§ **TEXTE FOURNI**:
- - -
La crise présidentielle libanaise, origines et issues
Dr Elie Haddad

21 novembre 2007

Le Liban fait partie des rares pays où la composition démographique constitue l’une des raisons principales de son existence.

Ce mélange unique de communautés religieuses vivant ensemble depuis des centaines d’années a poussé feu le Pape Jean Paul II à considérer le Liban comme pays message pour l’humanité.

En effet, dans ce monde moderne où le terrorisme s’est taillé une place prépondérante et l’intolérance s’est érigée comme moyen de communication, l’exemple que peut donner le Liban sur la coexistence entre ses différentes composantes devrait prouver que le choc des civilisations n’est pas une fatalité et que les êtres humains, avec un brin d’intelligence et de responsabilité, peuvent vivre ensemble et bâtir, en commun, leur société.

Au XIXème siècle, suite à des périodes successives de troubles internes, les libanais ont dû progressivement établir un régime sur des bases consensuelles (ou consociatives). Après l’indépendance en 1943 et avec l’aide de la France, pays mandataire, le Liban a définitivement adopté ce type de démocratie commune, privilégiant ainsi le partage du pouvoir entre les différentes composantes du pays. Cependant, le côté immuable de cette démocratie et son incapacité à évoluer avec le temps ont permis de fragiliser la société libanaise, pratiquement la seule démocratie dans un océan de théocraties et de dictatures. Ce fût ainsi la guerre dite « civile » ayant éclaté en 1975.

A la fin de cette dernière, en 1989, et pour pouvoir sortir de l’impasse, les libanais ont dû avoir recours, une fois de plus, à la même démocratie consensuelle avec cependant une nouvelle répartition des tâches au sein du pouvoir. Le président de la république était resté maronite mais a vu ses prérogatives fortement diminuées au profit d’un conseil des ministres toujours présidé par un sunnite. Le président du parlement devait sortir des rangs des chiites avec un rôle plus renforcé et une assise plus solide.
- - -
§ **DONNÉES FOURNIES**:
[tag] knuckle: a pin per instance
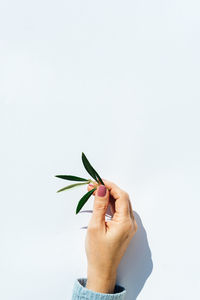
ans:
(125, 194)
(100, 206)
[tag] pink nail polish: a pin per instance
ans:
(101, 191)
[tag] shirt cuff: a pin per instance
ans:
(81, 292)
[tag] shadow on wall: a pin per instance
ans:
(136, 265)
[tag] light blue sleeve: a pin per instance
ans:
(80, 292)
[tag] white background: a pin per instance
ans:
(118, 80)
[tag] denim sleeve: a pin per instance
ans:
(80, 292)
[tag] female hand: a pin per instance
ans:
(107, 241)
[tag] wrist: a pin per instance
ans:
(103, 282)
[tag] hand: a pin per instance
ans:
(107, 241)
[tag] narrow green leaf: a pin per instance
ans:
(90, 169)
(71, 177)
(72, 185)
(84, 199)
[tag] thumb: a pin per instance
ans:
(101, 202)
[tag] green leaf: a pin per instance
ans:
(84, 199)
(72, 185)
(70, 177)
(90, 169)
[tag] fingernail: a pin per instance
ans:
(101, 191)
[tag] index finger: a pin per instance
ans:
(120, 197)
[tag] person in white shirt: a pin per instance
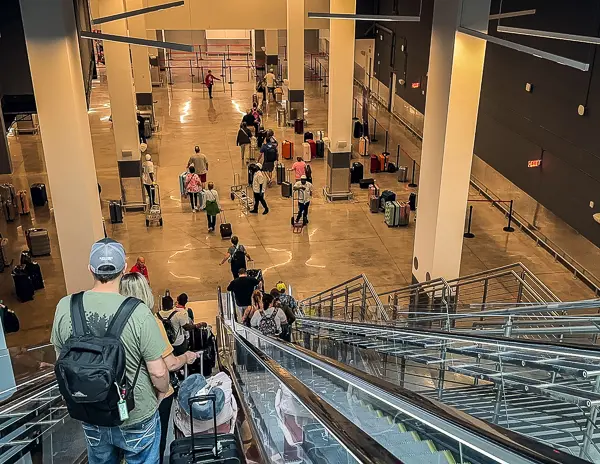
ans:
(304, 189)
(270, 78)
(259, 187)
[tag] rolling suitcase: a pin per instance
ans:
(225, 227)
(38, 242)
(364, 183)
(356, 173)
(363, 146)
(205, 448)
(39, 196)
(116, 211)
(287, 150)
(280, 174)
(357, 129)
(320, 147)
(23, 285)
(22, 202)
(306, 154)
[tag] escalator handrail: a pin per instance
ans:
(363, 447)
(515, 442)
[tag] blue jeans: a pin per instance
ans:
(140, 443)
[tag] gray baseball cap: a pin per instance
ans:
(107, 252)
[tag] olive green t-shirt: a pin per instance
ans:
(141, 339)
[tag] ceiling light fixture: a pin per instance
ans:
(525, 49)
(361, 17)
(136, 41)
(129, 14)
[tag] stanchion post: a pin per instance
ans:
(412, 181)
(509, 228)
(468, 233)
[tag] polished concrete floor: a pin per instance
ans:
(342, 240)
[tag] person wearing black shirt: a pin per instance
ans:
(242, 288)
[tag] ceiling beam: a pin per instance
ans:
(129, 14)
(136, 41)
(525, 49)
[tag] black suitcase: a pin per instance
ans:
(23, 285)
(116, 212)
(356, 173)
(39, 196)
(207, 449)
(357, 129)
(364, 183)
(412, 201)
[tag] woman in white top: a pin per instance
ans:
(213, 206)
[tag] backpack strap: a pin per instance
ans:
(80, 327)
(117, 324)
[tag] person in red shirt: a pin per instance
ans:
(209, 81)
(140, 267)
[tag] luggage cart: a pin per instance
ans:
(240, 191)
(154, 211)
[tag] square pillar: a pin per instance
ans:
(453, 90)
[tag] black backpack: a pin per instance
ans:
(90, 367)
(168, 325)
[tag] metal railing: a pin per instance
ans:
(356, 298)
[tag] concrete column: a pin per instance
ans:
- - -
§ **ÉNONCÉ 1**:
Répondez aux questions suivantes d'après le texte sur la crise présidentielle libanaise, qui précède les enregistrements :
(a) En quelle année le Liban a-t-il obtenu son indépendance ?
(b) En quelle année la guerre dite « civile » a-t-elle éclaté ?
(c) De quelle communauté devait sortir le président du parlement après 1989 ?
§ **ÉNONCÉ 2**: Recopiez le passage du texte sur la crise présidentielle libanaise, situé avant les enregistrements, depuis « La crise présidentielle » jusqu'à « de son existence. » inclus.
§ **ÉNONCÉ 3**: Dans le texte sur la crise présidentielle libanaise, placé avant les enregistrements, relevez toutes les années écrites en chiffres, dans leur ordre d'apparition.

§ **RÉPONSE 1**:
(a) En 1943.
(b) En 1975.
(c) Des rangs des chiites.

§ **RÉPONSE 2**:
La crise présidentielle libanaise, origines et issues
Dr Elie Haddad

21 novembre 2007

Le Liban fait partie des rares pays où la composition démographique constitue l’une des raisons principales de son existence.

§ **RÉPONSE 3**: 2007, 1943, 1975, 1989